-- start Input --
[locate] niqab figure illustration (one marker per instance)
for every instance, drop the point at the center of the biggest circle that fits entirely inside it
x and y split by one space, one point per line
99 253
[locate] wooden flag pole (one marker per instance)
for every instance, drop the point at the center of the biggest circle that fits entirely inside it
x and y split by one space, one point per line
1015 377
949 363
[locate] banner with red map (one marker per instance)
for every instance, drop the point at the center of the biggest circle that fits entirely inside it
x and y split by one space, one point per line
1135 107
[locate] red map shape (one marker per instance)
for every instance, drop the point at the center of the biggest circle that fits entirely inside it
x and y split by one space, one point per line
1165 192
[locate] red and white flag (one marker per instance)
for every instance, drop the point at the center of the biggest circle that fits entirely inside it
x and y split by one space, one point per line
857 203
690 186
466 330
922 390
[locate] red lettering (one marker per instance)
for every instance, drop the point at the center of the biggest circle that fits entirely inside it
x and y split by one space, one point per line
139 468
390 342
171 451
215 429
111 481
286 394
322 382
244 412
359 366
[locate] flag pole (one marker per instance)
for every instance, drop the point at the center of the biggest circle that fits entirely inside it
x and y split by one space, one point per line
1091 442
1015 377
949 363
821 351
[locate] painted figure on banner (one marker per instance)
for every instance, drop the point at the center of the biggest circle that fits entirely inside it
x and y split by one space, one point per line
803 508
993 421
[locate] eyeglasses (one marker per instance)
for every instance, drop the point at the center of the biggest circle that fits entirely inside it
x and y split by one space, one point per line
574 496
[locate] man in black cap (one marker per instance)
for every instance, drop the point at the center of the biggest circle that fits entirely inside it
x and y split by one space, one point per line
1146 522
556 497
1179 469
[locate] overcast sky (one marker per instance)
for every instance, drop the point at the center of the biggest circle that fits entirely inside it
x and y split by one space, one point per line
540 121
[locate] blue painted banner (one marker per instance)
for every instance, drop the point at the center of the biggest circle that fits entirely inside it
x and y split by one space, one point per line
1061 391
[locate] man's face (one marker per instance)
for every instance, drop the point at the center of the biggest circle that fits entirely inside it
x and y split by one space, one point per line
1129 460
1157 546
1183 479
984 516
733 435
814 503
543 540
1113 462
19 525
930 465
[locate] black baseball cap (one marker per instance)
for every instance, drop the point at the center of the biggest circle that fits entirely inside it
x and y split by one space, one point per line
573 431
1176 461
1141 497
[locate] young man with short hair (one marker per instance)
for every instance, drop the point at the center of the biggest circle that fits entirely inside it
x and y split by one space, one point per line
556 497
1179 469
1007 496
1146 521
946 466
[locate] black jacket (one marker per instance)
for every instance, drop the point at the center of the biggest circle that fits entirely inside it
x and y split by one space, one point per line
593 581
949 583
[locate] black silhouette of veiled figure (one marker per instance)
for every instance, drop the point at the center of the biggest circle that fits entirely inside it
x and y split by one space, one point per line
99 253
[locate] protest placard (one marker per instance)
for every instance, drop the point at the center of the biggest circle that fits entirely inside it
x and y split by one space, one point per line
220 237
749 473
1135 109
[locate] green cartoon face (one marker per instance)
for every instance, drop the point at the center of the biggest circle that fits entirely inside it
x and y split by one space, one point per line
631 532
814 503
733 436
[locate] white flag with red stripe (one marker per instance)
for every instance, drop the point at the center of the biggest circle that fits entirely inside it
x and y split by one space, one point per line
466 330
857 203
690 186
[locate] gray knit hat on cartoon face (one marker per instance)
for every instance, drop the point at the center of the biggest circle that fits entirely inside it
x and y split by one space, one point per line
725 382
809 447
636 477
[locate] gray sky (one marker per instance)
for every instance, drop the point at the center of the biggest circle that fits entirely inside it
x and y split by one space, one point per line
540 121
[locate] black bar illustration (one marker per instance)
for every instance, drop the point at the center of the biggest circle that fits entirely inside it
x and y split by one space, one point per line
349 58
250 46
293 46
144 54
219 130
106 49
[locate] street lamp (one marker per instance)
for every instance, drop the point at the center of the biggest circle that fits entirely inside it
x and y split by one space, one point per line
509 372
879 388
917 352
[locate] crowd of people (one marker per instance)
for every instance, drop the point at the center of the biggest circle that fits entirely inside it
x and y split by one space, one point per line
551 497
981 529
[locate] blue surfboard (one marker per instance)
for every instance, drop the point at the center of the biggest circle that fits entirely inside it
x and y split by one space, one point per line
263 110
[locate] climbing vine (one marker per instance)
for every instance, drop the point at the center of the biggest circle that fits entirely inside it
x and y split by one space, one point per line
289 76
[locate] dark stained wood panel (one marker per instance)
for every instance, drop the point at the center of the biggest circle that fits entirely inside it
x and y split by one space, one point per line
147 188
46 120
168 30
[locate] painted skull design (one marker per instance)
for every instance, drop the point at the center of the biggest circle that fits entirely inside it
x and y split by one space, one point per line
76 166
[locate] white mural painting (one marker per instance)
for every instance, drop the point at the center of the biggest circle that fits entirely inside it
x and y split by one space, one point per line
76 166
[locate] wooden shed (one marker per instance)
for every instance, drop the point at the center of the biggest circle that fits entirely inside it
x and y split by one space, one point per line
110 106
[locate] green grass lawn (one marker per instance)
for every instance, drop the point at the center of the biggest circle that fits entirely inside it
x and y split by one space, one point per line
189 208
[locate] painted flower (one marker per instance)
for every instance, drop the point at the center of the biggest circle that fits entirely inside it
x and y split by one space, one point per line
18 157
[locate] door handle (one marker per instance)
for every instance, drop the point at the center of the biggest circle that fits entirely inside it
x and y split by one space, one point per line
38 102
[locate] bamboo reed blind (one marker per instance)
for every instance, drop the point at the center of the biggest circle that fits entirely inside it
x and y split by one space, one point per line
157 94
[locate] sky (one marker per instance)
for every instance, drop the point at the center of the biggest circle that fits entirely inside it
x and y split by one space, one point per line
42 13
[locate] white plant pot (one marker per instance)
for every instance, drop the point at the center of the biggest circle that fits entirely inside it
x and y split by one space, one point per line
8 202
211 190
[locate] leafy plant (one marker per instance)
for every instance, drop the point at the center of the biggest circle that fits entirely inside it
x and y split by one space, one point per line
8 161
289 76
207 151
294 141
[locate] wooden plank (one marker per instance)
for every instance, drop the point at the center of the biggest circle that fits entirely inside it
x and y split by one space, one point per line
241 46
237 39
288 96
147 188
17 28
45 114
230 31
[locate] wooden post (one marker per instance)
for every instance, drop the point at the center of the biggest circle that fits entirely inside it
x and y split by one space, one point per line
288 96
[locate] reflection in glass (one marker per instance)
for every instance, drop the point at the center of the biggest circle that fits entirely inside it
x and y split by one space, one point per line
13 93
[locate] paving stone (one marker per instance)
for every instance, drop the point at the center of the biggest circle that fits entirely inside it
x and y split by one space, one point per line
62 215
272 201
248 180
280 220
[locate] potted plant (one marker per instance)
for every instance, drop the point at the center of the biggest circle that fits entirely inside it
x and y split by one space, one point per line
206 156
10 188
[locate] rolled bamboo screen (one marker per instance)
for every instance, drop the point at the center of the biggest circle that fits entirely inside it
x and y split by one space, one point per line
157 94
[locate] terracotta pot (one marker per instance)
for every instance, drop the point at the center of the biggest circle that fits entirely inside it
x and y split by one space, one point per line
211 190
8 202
-- end Input --
Objective
Set down all of the records shown above once more, exactly.

Finished answer
[locate] niqab figure illustration (one marker per instance)
for every instance, drop the point at the center of the biggest circle that fits entirely inside it
x and y split by one space, one point per line
99 253
[locate] wooden flag pole (one marker per instance)
for every instance, drop the point at the center of the biggest circle that fits entirely inside it
x and y split by one space, one point per line
1015 377
949 363
[locate] banner with red map (one marker per instance)
for every instance, drop the point at the center of the biggest circle that fits entirely inside it
x and y split by one space, one point per line
1135 107
[locate] red map shape (one marker per instance)
for every instance, drop the point at the center of the biggest circle that fits entirely inside it
x and y split by one space, one point per line
1165 192
[locate] red and white flag (one marker per instance)
for every instance, drop the point at the center of the biggest circle that fits entirely inside it
x and y split by one space, one point per line
857 203
690 186
466 330
922 390
[locate] red lettering (one marker per instance)
for every instance, drop the point at the center of the biggest circle that fits entirely inside it
x and y split by one space, one point per line
139 468
390 342
171 451
215 429
111 481
286 394
322 382
244 412
359 366
[locate] flag pole (one marker per instance)
for every instance, drop the point at the center of the biggest circle that fits entirely inside it
x and y split by one space, one point per line
1091 442
1015 377
949 363
821 351
[locate] painted figure on banner (one marker per instance)
for every instance, drop the point at the center of the biggest circle that fits entirely inside it
x and y split by one space, one point per line
803 508
993 421
[locate] eyeglasses (one marker per instance)
for every instance, drop the point at the center of the biggest circle that fits entirely inside it
x and y split by one space, one point per line
574 496
[locate] man in black cap (one marker per instance)
for every instance, drop the point at the center of the biggest circle that fits entirely inside it
x and y split by one space, one point per line
1146 522
556 497
1179 469
[locate] overcast sky (one marker per instance)
for every instance, drop the point at the center of the biggest circle that fits entirely inside it
x and y split by one space, one point per line
540 121
[locate] blue painted banner (one marker per instance)
for every instance, drop the point at the center of the biggest circle that fits entirely inside it
x and y split by one space, one point per line
1061 391
[locate] man's face (one marker per instance)
for every instance, drop the point at the center of the biggest circle that fits entirely inside it
x and y split by one space, one point per line
1129 460
1157 546
1183 479
984 516
733 435
814 503
543 540
1113 462
19 525
930 465
[locate] black baseball cap (one marker per instance)
for every instance, drop the point at the center of the biggest circle that fits entirely inside it
x and y split by one space, one point per line
573 431
1176 461
1141 497
[locate] young man with short hair (one marker per instance)
for every instance, drop the point at the center of the biggest circle that fits entirely inside it
x and y split by one space, one point per line
556 497
1179 469
1007 496
1146 521
946 466
[locate] black jacket (one marker per instance)
for every instance, drop the point at the center of the biggest circle that fits entirely inside it
x and y split by one space, one point per line
593 581
949 583
[locate] black silhouette of veiled figure (one marker per instance)
for every instance, drop the point at the center of the biggest circle that fits entirely inside it
x and y split by one space, one point per line
99 253
[locate] protest placard (one marker per instance)
for every instance, drop the point at the center of the biggest circle that fits entirely inside it
x and y split by one space, one point per line
220 237
749 473
1135 109
[locate] green cartoon face (one marker per instance)
for every instance, drop the point at the center of the biggest circle that fits entirely inside it
x and y split by one space, one point per line
631 532
814 503
733 436
[locate] white flag with red stripe (one marker per instance)
for every instance, drop the point at the center of the biggest circle that fits entirely inside it
x and y split by one space, one point per line
466 330
857 203
690 186
[locate] gray knit hat on cartoon face (one marker per instance)
for every instance, drop the point at the center of the biggest circle that fits entirely inside it
x and y split by one space, one point per line
725 382
809 447
636 477
[locate] gray sky (one marker per instance)
for every instance, drop the point at the center of the biggest circle that fits entirely inside it
x and y split by one space, one point per line
540 121
[locate] black bar illustration (one marker per instance)
for every instance, drop the point at the center of the biggest circle that fits entirely inside it
x and y split by one space, one point per line
349 58
250 46
293 46
144 54
219 130
106 49
[locate] street lamp (one marker per instance)
for every instance, drop the point at the center of the biggest circle that fits entirely inside it
x and y split by one space, one point per line
509 372
879 388
917 352
[locate] crowd of people (one marker per instance)
for every instance, drop the point at the center of the biggest circle that fits entirely inside it
x and y split by one space, one point per line
551 497
981 529
[locate] blue surfboard (one marker per instance)
for every instance, drop the point at the center of the biggest circle that fits entirely inside it
x and y split by one space, one point per line
263 110
[locate] climbing vine (one marker per instance)
for every instance, drop the point at the center of the biggest circle that fits entirely inside it
x and y split by one space, one point per line
289 76
[locate] dark stained wood panel (one marker per instance)
for every instance, drop the point at the center of the biggest circle that fits entirely inside it
x and y split by one space, one point per line
147 188
46 120
168 30
[locate] painted skull design (one marker per instance)
for every instance, drop the point at the center of the biggest circle that fits entirely inside it
x and y split by one space, one point per line
76 166
[locate] white mural painting (one marker per instance)
for every instance, drop the point at the center of the biggest circle that fits entirely inside it
x and y split by one space, one point per line
76 166
[locate] wooden shed (one marker per instance)
for every instance, drop the point at the center of the biggest circle that fits entirely inside it
x and y split by one space, one point per line
110 106
[locate] green grass lawn (one marker per instance)
for every instance, drop the point at the center of the biggest circle that fits entirely inside it
x and y split by one space, one point per line
189 208
[locate] painted flower (one marker per instance)
for every instance, drop the point at the center of the biggest circle that fits entirely inside it
x and y split by one space, one point per line
18 157
[locate] door handle (one marker per instance)
for every instance, drop the point at the center of the biggest circle that fits entirely inside it
x and y split by one space, one point per line
38 102
[locate] bamboo reed blind (one marker per instance)
for every instance, drop the point at the center of the biggest circle that fits entirely inside it
x and y split by one space, one point per line
157 94
[locate] sky (one marker per instance)
for every instance, drop the point at the center of the biggest circle that fits entirely inside it
x and y split by one space, one point per line
42 13
[locate] white plant pot (one marker per instance)
for every instance, drop the point at the center of the biggest circle that fits entirely inside it
x and y split by one space, one point per line
8 202
211 190
[locate] leafy plant (one marker per instance)
for every instance, drop the point at the center of the biggest circle that fits entirely inside it
x and y split by one space, one point per line
8 161
289 76
207 151
294 141
[locate] wooden plank (one marker per instance)
for every instance, drop the point at the center of the biggest circle that fits entirely inside it
x and y split by one space, one point per line
241 46
237 39
288 96
147 188
17 28
45 114
230 31
[locate] wooden post (one marker per instance)
for every instance, drop the point at the center of the biggest circle that fits entirely inside it
x and y split by one space, one point per line
288 96
[locate] reflection in glass (one marker per instance)
for every instance, drop the point at the center of the biggest circle that fits entirely inside it
x and y split by one space, one point per line
13 93
[locate] paving stone (one marker per instance)
for every instance, drop the point at the center of the biggest circle that fits entirely inside it
x and y split by one space, one point per line
62 215
272 201
248 180
280 220
[locate] potted plant (one marker per instance)
for every instance, drop the point at the center of the biggest circle that fits entirely inside it
x and y split by one space, one point per line
206 156
10 188
[locate] rolled bamboo screen (one marker per instance)
for every instance, drop the point at the center of the biggest circle that fits entirely inside it
x and y split by one space, one point per line
157 94
[locate] terracotta pot (one marker per instance)
for every instance, drop the point at the center of the biggest circle that fits entirely inside it
x and y split by one space, one point per line
211 190
8 202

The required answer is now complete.